**Exercise material:**
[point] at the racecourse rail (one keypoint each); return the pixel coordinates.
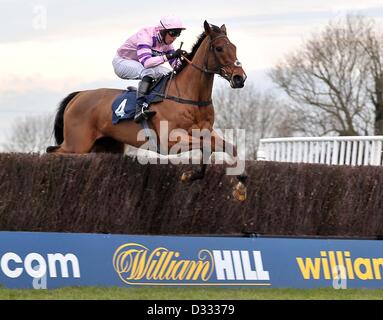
(353, 150)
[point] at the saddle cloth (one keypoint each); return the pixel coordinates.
(124, 106)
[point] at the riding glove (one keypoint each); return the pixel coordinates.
(176, 54)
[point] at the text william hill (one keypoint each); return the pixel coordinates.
(137, 264)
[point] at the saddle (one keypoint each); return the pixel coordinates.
(124, 106)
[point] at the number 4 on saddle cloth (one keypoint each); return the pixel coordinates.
(124, 106)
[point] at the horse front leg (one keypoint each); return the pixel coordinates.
(238, 169)
(187, 142)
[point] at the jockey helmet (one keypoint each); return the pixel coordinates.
(169, 23)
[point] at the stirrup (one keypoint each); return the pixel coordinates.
(144, 113)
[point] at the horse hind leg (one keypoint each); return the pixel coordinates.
(74, 142)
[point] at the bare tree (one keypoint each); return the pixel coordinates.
(260, 114)
(330, 81)
(30, 134)
(373, 45)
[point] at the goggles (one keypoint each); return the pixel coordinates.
(174, 33)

**Direction:**
Rewrite the stretch from the row containing "[point] at the jockey" through the last row as a two-column CSV headed instruction and response. Give one CSV line per row, with its text and its answer each in a single quoted field and line breaks replaced by spaces.

**The response:**
instruction,response
"[point] at the jockey helmet (one keypoint each); return the pixel coordinates.","(169, 23)"
"[point] at the stirrup (one keypoint each); return the pixel coordinates.","(144, 113)"
"[point] at the horse hind leg (one keypoint each); return the pixel coordinates.","(74, 142)"
"[point] at the bare tree (one keypoint each); return the pixel coordinates.","(260, 114) (330, 81) (30, 134) (373, 45)"
"[point] at the goggles (one keypoint each); return the pixel coordinates.","(174, 33)"